• [DIRECTIONS FOR THIS TASK]:
Please rewrite the lines below, replacing "trail-cam image" with "camera photo" everywhere and leaving everything else unchanged.
* START *
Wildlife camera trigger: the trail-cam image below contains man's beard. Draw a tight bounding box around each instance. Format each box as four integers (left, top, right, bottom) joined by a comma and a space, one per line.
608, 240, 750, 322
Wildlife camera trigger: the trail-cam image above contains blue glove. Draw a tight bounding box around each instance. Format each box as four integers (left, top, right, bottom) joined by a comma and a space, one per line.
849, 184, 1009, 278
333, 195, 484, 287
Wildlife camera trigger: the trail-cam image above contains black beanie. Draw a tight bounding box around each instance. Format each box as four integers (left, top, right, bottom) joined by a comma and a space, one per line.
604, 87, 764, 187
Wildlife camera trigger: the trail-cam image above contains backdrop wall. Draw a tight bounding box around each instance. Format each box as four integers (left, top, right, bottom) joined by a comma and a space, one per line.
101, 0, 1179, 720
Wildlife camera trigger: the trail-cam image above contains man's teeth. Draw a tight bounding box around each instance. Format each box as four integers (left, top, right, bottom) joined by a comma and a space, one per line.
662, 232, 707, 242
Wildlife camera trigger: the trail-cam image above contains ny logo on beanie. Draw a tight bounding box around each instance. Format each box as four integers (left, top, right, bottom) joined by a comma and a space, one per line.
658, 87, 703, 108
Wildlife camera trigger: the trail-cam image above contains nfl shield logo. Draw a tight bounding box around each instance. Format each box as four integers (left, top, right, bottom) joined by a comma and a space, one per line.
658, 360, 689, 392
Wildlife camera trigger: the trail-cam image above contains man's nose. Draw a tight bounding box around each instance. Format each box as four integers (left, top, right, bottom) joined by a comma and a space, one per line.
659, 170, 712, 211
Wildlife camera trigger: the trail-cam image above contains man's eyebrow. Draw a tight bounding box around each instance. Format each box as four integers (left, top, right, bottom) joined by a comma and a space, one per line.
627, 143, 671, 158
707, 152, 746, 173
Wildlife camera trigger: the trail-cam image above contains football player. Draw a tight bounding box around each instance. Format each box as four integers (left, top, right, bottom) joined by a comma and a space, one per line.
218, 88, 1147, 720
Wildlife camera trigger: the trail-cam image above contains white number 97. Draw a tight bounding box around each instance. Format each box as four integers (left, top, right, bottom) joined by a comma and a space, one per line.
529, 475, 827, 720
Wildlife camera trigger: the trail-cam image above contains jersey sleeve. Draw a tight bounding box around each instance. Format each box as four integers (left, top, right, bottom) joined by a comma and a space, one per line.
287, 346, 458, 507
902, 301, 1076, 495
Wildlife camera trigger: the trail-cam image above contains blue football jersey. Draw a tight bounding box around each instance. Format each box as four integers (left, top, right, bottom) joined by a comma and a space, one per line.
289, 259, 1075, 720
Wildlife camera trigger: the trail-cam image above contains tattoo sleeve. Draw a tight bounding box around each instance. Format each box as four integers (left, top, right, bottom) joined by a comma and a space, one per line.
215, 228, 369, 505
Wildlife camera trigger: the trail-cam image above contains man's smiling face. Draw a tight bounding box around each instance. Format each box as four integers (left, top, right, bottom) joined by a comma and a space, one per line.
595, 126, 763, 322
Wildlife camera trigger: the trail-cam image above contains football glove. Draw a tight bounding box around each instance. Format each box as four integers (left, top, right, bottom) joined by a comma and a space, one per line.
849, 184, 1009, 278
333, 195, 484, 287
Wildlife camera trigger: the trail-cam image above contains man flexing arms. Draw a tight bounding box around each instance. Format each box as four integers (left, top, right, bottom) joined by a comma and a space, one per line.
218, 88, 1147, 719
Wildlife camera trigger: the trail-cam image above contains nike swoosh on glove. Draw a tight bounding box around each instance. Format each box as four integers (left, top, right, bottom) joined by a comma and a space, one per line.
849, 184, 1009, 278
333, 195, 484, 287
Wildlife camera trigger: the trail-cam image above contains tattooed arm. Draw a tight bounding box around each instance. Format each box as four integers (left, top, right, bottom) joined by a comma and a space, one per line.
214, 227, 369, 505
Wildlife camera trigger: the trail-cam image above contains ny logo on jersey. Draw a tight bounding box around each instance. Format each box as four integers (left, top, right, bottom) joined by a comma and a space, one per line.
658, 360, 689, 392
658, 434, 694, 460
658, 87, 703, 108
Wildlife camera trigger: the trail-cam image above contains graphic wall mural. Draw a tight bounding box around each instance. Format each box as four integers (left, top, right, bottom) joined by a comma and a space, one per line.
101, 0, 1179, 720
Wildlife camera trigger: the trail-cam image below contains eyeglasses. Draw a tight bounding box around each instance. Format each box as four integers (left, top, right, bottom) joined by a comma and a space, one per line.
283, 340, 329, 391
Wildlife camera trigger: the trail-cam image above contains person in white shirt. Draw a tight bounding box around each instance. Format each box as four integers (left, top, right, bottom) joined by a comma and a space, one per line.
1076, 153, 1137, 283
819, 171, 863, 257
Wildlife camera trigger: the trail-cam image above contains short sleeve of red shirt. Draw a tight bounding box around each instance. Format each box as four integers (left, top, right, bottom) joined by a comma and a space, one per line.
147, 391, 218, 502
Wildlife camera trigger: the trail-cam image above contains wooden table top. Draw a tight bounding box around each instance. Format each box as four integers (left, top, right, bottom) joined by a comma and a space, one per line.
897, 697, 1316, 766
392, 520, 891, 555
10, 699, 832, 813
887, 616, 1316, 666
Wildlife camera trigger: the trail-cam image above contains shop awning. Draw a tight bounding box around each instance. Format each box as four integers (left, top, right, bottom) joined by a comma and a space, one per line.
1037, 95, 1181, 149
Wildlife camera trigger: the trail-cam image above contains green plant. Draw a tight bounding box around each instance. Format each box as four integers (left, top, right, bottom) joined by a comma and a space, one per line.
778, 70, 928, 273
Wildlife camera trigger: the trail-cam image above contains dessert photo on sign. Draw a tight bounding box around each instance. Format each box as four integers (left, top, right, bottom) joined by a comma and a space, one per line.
* END *
• [OUTPUT FOR THIS EXERCISE]:
Wildlife camera trigger: the camera photo below contains man's beard. Draw a tight bounding box around each instance. Format each box as four integers (left, top, right, bottom) joined by a comma and a space, one per line.
608, 240, 750, 322
Wildlife camera trigger: the camera photo above contains blue glove. Draw a tight bounding box around each instance. Format each box as four integers (left, top, right, bottom) joined by a comma and a space, one per line.
849, 184, 1009, 278
333, 195, 484, 287
Wildlife camera trigger: the camera photo above contains black beanie. Draw a tight bounding box around each instance. Format each box as four integers (left, top, right, bottom) joined by a comma and a space, one per line.
604, 87, 764, 187
Wildlife camera trigger: the camera photo above contains backdrop wall. Draw a tight bounding box around each instance. Format each box as four integers (left, top, right, bottom) joined by a comma and a space, one per line.
101, 0, 1179, 720
Wildlife camera trigger: the camera photo above contains man's teeth. Draw a tight bounding box around each instance. Format each box as four integers (left, top, right, bottom) joined by a comma and a space, one per line.
662, 232, 707, 242
Wildlife camera trigger: the camera photo above contains ny logo on beanie. Draw a tight bounding box around each instance. Format each box as four integers (left, top, right, bottom) joined by a comma and a space, one per line.
658, 87, 703, 108
Wildlife camera trigger: the camera photo above contains nfl shield logo. Draw a tight bounding box around each instance. Format each box as four integers (left, top, right, bottom) joined by a comma and a space, one per line.
658, 360, 689, 392
Wildlife camera trigger: the camera photo above contains man's nose. Draw a tight bounding box around each instance. Format each box as four integers (left, top, right, bottom) joined by a comma and a space, one per line.
659, 170, 712, 211
Wildlife camera trigger: the camera photo above contains man's eyebrow. Draw a tight bounding box around each instance. Format each box as four integers (left, top, right, bottom) joined by a comma and a space, one per line.
627, 143, 671, 158
707, 152, 746, 173
Wildlife camera trigger: the camera photo above contains football player. Draw a tight bounding box around each instance. Format each box as four integers (left, top, right, bottom) joined by a comma and a space, one per line.
218, 88, 1147, 720
Wildlife camera trigger: the camera photo above contains white number 97. Draw a tight bounding box around each instance. Format each box as four integers (left, top, right, bottom) joined by a comma and a space, one per line.
529, 475, 827, 720
Wildlife camera trigger: the camera photo above contains jersey sleeve. Draw a tight bounding box around each instance. Format each box as four integers (left, top, right, bottom) joined by a comma and a space, one per line.
287, 346, 458, 507
902, 301, 1076, 495
Wildlife camera trigger: the camera photo above contains blue football jersey. Draw a tight bounding box around each instance. Format each box as four integers (left, top, right, bottom) joined by a comma and a space, one per line.
289, 259, 1075, 720
Wildlife camera trigger: the camera photo above contains tattoo sleeve. Draw a tight bounding box around each instance. Format each box as four integers (left, top, right, bottom) joined by a comma and a space, one per line.
215, 228, 369, 505
Wildlife camera trigger: the camera photo above contains man's smiling face. Draw a tight bounding box around each instance. Format each box as four integers (left, top, right, bottom) joined by a comma and a space, one per line.
595, 126, 763, 322
Wildlife camera trigger: the camera photo above contains football glove. Draw a tight bounding box around each instance. Format each box as four integers (left, top, right, bottom) joined by a comma and a space, one per line.
849, 184, 1009, 278
333, 195, 484, 287
Wildlife camera trigger: the camera photo above contains man flexing arms. Draw a tight bounding box around each instance. Format each box as four integers (left, top, right, bottom) joined by a comma and a space, one per line.
218, 88, 1147, 719
Wildlife camera trigger: the camera photo above contains nike swoosh on glove. Draw a tight bounding box around each instance. Format each box as four integers (left, top, right, bottom) joined by a comma and a space, one per line.
849, 184, 1009, 278
333, 195, 484, 287
Wildlife camera trigger: the camera photo above contains tattooed arm. Draw a tight bounding box around each instance. Format each box as four integers (left, top, right, bottom) joined by a comma and a space, one per line.
214, 227, 369, 505
Wildlife camera trigger: the camera photo above contains ny logo on jersey. Draw a tight bounding box around each instance. Format each box as four integers (left, top, right, bottom) joined by a comma and a space, one per line.
658, 360, 689, 392
658, 434, 694, 460
658, 87, 703, 108
Wildlife camera trigger: the camera photo above contains graphic wall mural. Draw a tight bounding box around each instance. Format each box as four integers (left, top, right, bottom) joined by a comma and a space, one per line.
101, 0, 1179, 720
Wildlife camera trigger: the camera photo below contains eyeglasses. Draw a tight bounding box around each instance. Format each box as four integers (left, top, right, bottom) joined by a comma and a space, one per line.
283, 340, 329, 391
Wildlife camera trigger: the camera photo above contains person in white shirt. Draw a tight bounding box around each instance. Format each box as four integers (left, top, right, bottom) joined by a comma and a space, one per line.
1076, 153, 1137, 283
819, 171, 863, 257
Wildlife camera trigger: the camera photo above contains short sleeve of red shirt. Draw a tight bounding box around each instance. Format each box as four integers (left, top, right, bottom) joined by a comma and a space, one per line.
147, 391, 218, 502
Wildlife camera trigger: the camera photo above contains wooden table top. Draw a tight bounding box around each instance. Format each box as four integers (left, top, right, bottom) joined by a comma and a space, one per line.
897, 697, 1316, 766
392, 520, 891, 555
10, 699, 832, 813
887, 616, 1316, 666
Wildlife camera trigger: the camera photo above contains shop awning. Draw a tight bounding box around each instance. Format each box as four integers (left, top, right, bottom) joined by a comma and a space, one per line.
1037, 95, 1181, 149
Wildlife camera trigger: the camera photo above contains green plant. Draw a tight bounding box around each instance. Format each box as four integers (left, top, right, bottom) joined by a comma and a space, one per line.
778, 70, 928, 273
Wildlife camera trigger: the camera photo above contains dessert photo on sign. Draw a tight bounding box around each instance. Format each box as four integers (left, top, right, bottom) joined by a comma and a space, one per line.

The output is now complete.